Given data —

================

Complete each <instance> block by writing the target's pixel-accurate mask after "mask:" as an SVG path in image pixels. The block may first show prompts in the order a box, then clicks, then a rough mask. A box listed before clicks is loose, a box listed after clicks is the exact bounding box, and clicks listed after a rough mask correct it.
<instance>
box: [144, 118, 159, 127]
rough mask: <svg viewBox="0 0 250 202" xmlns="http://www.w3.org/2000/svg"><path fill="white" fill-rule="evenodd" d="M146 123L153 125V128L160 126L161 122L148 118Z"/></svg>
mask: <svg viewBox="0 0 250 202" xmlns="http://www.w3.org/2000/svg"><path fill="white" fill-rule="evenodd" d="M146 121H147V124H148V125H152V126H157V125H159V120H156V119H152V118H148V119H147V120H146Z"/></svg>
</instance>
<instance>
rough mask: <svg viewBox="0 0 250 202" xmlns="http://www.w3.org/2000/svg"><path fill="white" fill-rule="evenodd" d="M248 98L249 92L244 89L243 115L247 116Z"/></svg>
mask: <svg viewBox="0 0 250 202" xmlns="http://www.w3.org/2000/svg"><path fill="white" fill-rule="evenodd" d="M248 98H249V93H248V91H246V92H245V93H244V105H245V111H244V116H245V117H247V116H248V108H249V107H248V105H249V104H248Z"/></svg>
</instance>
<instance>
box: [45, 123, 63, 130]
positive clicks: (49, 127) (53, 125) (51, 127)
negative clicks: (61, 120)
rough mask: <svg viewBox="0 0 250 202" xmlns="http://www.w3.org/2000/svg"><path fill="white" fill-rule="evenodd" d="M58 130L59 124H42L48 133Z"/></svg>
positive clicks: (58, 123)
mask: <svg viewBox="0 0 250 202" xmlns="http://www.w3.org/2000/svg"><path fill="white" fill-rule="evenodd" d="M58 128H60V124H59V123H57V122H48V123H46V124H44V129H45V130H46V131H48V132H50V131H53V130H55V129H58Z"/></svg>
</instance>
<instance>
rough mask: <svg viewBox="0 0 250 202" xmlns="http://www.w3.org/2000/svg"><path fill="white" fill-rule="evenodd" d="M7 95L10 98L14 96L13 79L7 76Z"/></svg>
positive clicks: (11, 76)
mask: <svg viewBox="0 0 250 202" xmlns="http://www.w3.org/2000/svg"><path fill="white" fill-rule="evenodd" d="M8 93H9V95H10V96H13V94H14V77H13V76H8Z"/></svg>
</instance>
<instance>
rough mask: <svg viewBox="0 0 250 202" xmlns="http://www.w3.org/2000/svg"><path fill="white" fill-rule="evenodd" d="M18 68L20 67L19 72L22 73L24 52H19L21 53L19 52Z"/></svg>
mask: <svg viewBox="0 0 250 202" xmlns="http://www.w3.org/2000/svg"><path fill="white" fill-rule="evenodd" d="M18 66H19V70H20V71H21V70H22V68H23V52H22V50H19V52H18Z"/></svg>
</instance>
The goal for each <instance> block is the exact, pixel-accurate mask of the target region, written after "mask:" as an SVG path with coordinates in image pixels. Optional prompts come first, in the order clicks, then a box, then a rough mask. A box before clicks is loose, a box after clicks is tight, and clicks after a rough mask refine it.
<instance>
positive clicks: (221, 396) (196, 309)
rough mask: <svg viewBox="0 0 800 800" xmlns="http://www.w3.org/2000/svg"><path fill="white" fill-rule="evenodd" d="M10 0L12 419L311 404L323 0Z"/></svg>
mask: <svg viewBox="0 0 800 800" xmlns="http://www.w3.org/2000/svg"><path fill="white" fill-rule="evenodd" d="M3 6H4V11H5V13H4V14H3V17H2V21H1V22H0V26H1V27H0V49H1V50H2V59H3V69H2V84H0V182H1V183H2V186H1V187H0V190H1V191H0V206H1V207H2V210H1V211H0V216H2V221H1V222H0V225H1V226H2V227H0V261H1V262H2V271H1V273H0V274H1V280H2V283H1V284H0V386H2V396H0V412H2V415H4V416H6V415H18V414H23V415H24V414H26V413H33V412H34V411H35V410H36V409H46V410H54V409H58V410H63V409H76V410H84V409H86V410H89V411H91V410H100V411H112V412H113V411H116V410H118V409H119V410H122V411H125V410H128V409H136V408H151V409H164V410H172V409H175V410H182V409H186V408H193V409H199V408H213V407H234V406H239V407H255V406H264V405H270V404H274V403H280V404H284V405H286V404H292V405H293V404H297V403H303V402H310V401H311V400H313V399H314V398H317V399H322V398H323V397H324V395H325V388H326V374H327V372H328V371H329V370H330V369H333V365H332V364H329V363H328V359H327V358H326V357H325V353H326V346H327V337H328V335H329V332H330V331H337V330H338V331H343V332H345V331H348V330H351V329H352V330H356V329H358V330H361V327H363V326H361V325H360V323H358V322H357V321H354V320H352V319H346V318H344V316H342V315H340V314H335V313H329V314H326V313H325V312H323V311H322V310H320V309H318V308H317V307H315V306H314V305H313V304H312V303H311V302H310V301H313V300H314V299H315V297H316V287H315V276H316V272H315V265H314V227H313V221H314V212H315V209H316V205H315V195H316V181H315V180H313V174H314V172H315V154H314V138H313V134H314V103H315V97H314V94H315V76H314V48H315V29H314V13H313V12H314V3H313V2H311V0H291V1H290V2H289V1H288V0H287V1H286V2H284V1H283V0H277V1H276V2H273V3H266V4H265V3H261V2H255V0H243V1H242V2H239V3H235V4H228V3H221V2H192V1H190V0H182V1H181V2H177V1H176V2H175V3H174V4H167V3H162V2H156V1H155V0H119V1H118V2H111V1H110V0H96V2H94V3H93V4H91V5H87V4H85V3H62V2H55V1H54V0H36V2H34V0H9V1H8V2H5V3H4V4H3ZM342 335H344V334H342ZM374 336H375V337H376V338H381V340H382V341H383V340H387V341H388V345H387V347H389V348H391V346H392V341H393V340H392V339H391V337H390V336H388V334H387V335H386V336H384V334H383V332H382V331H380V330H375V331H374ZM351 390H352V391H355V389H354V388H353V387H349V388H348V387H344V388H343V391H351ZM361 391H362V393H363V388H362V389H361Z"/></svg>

================

The task —
How many lines in the entries above contain the word "image"? Reply with the number only.

Solution for this problem —
2